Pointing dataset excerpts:

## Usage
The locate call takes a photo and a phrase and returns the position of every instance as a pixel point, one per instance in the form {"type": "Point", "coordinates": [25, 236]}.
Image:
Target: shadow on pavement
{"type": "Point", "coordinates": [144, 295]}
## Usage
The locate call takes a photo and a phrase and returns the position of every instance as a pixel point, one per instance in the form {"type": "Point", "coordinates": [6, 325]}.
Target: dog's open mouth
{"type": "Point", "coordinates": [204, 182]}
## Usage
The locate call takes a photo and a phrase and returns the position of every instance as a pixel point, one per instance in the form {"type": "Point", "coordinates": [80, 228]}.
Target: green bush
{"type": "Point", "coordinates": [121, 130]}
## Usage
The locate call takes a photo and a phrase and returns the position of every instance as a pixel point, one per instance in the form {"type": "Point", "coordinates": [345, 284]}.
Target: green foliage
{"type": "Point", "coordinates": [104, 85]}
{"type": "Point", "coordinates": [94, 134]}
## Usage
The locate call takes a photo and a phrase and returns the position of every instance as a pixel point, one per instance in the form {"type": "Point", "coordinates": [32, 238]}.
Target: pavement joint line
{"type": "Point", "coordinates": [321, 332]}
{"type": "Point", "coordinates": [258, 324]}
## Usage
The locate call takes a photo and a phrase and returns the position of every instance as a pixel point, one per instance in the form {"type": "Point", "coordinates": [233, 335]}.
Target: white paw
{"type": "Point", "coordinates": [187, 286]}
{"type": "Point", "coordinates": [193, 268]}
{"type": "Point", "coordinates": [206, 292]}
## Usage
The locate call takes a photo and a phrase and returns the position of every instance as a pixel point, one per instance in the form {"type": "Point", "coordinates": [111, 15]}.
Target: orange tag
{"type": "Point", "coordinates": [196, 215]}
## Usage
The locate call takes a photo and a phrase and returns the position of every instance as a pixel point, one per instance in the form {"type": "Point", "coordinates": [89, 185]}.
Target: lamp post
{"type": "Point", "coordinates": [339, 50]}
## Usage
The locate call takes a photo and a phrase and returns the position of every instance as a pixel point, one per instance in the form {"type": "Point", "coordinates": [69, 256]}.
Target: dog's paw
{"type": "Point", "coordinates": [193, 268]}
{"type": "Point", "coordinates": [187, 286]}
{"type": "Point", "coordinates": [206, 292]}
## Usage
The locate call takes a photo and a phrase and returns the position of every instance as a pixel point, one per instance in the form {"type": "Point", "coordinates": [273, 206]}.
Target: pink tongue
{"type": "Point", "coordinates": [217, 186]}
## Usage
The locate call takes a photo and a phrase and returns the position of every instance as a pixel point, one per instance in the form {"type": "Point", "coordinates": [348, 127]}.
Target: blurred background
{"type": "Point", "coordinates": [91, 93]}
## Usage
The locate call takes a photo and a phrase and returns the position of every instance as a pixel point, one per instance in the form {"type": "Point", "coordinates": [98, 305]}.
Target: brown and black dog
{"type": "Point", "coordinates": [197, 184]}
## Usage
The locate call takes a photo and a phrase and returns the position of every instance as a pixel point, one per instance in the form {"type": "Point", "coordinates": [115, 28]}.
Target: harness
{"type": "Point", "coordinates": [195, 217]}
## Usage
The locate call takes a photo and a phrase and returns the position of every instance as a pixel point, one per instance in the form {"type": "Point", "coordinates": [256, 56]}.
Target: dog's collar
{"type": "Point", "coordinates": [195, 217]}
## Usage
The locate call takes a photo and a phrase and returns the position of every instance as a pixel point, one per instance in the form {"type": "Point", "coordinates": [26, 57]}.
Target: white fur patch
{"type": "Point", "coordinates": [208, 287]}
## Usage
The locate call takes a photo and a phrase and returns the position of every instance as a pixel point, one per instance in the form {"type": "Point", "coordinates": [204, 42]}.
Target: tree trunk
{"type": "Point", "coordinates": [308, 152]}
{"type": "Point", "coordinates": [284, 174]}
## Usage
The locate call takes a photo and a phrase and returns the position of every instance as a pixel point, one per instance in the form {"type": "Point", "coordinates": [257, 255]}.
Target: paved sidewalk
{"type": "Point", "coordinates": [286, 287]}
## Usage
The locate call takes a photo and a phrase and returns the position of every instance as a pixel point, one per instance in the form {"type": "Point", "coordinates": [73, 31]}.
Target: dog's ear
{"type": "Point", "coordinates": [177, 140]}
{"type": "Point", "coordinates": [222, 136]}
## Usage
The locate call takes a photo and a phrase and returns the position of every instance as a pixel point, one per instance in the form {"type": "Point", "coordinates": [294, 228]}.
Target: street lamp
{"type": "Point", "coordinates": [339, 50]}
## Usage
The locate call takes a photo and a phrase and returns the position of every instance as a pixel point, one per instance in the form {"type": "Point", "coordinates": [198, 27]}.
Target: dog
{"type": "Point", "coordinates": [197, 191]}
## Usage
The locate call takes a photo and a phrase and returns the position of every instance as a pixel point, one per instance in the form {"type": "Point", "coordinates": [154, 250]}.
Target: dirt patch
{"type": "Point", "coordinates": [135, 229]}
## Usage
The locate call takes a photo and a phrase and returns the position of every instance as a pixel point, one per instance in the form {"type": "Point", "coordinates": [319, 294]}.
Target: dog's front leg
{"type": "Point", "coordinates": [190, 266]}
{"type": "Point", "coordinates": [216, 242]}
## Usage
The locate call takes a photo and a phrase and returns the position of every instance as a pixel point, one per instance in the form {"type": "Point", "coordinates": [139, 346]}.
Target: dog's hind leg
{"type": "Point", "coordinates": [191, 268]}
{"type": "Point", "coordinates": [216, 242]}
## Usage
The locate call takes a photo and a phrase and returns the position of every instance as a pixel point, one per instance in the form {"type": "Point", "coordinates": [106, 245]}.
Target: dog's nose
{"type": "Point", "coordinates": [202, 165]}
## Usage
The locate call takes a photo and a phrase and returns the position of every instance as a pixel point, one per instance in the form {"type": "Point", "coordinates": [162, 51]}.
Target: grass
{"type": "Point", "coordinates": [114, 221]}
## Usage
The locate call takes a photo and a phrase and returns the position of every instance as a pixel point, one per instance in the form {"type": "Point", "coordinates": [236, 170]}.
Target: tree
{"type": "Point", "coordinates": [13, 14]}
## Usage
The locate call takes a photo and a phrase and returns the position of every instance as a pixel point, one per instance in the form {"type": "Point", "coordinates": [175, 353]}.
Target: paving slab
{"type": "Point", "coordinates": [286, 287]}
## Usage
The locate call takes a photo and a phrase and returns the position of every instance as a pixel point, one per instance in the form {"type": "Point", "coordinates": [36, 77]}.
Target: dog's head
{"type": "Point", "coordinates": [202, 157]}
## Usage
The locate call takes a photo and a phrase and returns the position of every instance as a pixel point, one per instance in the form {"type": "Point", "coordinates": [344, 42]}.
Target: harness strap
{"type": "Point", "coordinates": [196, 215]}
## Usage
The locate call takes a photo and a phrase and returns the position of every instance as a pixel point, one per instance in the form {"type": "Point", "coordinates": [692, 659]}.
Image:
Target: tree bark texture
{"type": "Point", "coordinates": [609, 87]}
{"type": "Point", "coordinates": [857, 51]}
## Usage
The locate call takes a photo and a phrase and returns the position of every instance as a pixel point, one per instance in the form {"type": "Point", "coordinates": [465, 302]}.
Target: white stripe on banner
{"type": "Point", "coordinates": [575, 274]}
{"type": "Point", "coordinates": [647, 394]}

WHAT IS ASKED:
Give an exact copy of all the data shown above.

WRITTEN SOLUTION:
## Usage
The locate call takes a photo and a phrase and returns the position of every instance as a pixel point, one per instance in the form {"type": "Point", "coordinates": [25, 236]}.
Image:
Target: shadow on pavement
{"type": "Point", "coordinates": [144, 295]}
## Usage
The locate call takes a photo and a phrase and returns the position of every instance as a pixel point, one per instance in the form {"type": "Point", "coordinates": [6, 325]}.
Target: dog's open mouth
{"type": "Point", "coordinates": [204, 182]}
## Usage
The locate call takes a photo and a phrase and returns the position of every instance as a pixel point, one per instance in the form {"type": "Point", "coordinates": [80, 228]}.
Target: green bush
{"type": "Point", "coordinates": [121, 130]}
## Usage
The locate call takes a photo and a phrase and returns the position of every instance as a pixel point, one per instance in the form {"type": "Point", "coordinates": [345, 284]}.
Target: green foliage
{"type": "Point", "coordinates": [104, 85]}
{"type": "Point", "coordinates": [94, 134]}
## Usage
The locate call takes a photo and a phrase and returns the position of every instance as a pixel point, one per instance in the form {"type": "Point", "coordinates": [32, 238]}.
Target: pavement joint line
{"type": "Point", "coordinates": [321, 332]}
{"type": "Point", "coordinates": [258, 324]}
## Usage
The locate call takes a photo and a phrase and returns the position of every instance as a pixel point, one per instance in the form {"type": "Point", "coordinates": [233, 335]}.
Target: white paw
{"type": "Point", "coordinates": [187, 286]}
{"type": "Point", "coordinates": [193, 268]}
{"type": "Point", "coordinates": [206, 292]}
## Usage
The locate call takes a photo and a phrase and returns the position of every instance as a pixel point, one per instance in the form {"type": "Point", "coordinates": [111, 15]}.
Target: orange tag
{"type": "Point", "coordinates": [196, 215]}
## Usage
The locate call takes a photo and a phrase and returns the position of every instance as a pixel point, one per instance in the form {"type": "Point", "coordinates": [89, 185]}.
Target: lamp post
{"type": "Point", "coordinates": [339, 50]}
## Usage
The locate call takes a photo and a phrase and returns the position of every instance as a pixel point, one per instance in the form {"type": "Point", "coordinates": [69, 256]}.
Target: dog's paw
{"type": "Point", "coordinates": [193, 268]}
{"type": "Point", "coordinates": [187, 286]}
{"type": "Point", "coordinates": [206, 292]}
## Usage
The locate call takes a photo and a phrase and returns the position of every instance as a pixel point, one per instance in the form {"type": "Point", "coordinates": [273, 206]}.
Target: pink tongue
{"type": "Point", "coordinates": [217, 186]}
## Usage
The locate call takes a photo and a phrase and returns the position of every instance as a pixel point, one per instance in the form {"type": "Point", "coordinates": [348, 127]}.
Target: blurred background
{"type": "Point", "coordinates": [91, 93]}
## Usage
The locate call takes a photo and a phrase and returns the position of every instance as a pixel point, one per instance in the form {"type": "Point", "coordinates": [98, 305]}.
Target: brown and black dog
{"type": "Point", "coordinates": [197, 184]}
## Usage
The locate call takes a photo and a phrase and returns the position of every instance as a pixel point, one per instance in the form {"type": "Point", "coordinates": [115, 28]}.
Target: harness
{"type": "Point", "coordinates": [195, 217]}
## Usage
The locate call takes a photo and a phrase and returns the position of every instance as a pixel point, one per instance in the form {"type": "Point", "coordinates": [256, 56]}.
Target: dog's collar
{"type": "Point", "coordinates": [195, 217]}
## Usage
The locate call takes a photo and a phrase and returns the position of every instance as a pixel point, one per instance in the form {"type": "Point", "coordinates": [26, 57]}.
Target: white fur patch
{"type": "Point", "coordinates": [208, 287]}
## Usage
The locate call takes a photo and a phrase and returns the position of every instance as a pixel point, one per instance in the form {"type": "Point", "coordinates": [204, 42]}.
Target: tree trunk
{"type": "Point", "coordinates": [308, 152]}
{"type": "Point", "coordinates": [284, 174]}
## Usage
The locate call takes a photo and a phrase and returns the position of every instance as a pixel point, one per instance in the form {"type": "Point", "coordinates": [257, 255]}.
Target: paved sidewalk
{"type": "Point", "coordinates": [286, 287]}
## Usage
The locate call takes a photo and a phrase and returns the position of every instance as a pixel point, one per instance in the form {"type": "Point", "coordinates": [73, 31]}.
Target: dog's ear
{"type": "Point", "coordinates": [177, 140]}
{"type": "Point", "coordinates": [222, 136]}
## Usage
The locate call takes a photo and a phrase and returns the position of every instance as a pixel point, one per instance in the form {"type": "Point", "coordinates": [294, 228]}.
Target: street lamp
{"type": "Point", "coordinates": [339, 50]}
## Usage
The locate call takes a photo and a phrase and returns the position of every instance as a pixel point, one per instance in the form {"type": "Point", "coordinates": [198, 27]}.
Target: dog
{"type": "Point", "coordinates": [197, 191]}
## Usage
The locate call takes a photo and a phrase and returns the position of every instance as a pixel point, one per instance in the form {"type": "Point", "coordinates": [154, 250]}.
Target: dirt patch
{"type": "Point", "coordinates": [135, 229]}
## Usage
The locate call takes a photo and a phrase and returns the position of every instance as a pixel point, one per instance in the form {"type": "Point", "coordinates": [319, 294]}.
Target: dog's front leg
{"type": "Point", "coordinates": [190, 266]}
{"type": "Point", "coordinates": [216, 242]}
## Usage
The locate call takes a photo and a phrase and returns the position of every instance as a pixel point, one per instance in the form {"type": "Point", "coordinates": [139, 346]}.
Target: dog's hind leg
{"type": "Point", "coordinates": [191, 268]}
{"type": "Point", "coordinates": [216, 242]}
## Usage
The locate call takes a photo and a phrase and returns the position of every instance as a pixel point, one per instance in the form {"type": "Point", "coordinates": [106, 245]}.
Target: dog's nose
{"type": "Point", "coordinates": [202, 165]}
## Usage
The locate call takes a photo and a phrase and returns the position of every instance as a pixel point, one per instance in the form {"type": "Point", "coordinates": [162, 51]}.
Target: grass
{"type": "Point", "coordinates": [114, 221]}
## Usage
The locate call takes a photo and a phrase and returns the position of every instance as a pixel point, one per instance in the form {"type": "Point", "coordinates": [236, 170]}.
Target: tree
{"type": "Point", "coordinates": [13, 14]}
## Usage
The locate call takes a photo and a phrase and returns the position of every instance as a pixel point, one per instance in the form {"type": "Point", "coordinates": [175, 353]}.
Target: paving slab
{"type": "Point", "coordinates": [286, 287]}
## Usage
The locate call takes a photo and a phrase and returns the position of every instance as a pixel point, one per instance in the form {"type": "Point", "coordinates": [36, 77]}.
Target: dog's head
{"type": "Point", "coordinates": [202, 157]}
## Usage
The locate call takes a photo and a phrase and returns the position of every instance as a pixel point, one per instance in the form {"type": "Point", "coordinates": [344, 42]}.
Target: harness strap
{"type": "Point", "coordinates": [196, 215]}
## Usage
The locate call takes a photo and a phrase and returns the position of every instance as a pixel point, one per instance in the form {"type": "Point", "coordinates": [692, 659]}.
Image:
Target: tree bark texture
{"type": "Point", "coordinates": [609, 87]}
{"type": "Point", "coordinates": [857, 51]}
## Usage
The locate call takes a photo and a phrase and returns the position of every instance as a pixel point, one per instance in the form {"type": "Point", "coordinates": [465, 302]}.
Target: white stripe on banner
{"type": "Point", "coordinates": [575, 274]}
{"type": "Point", "coordinates": [647, 394]}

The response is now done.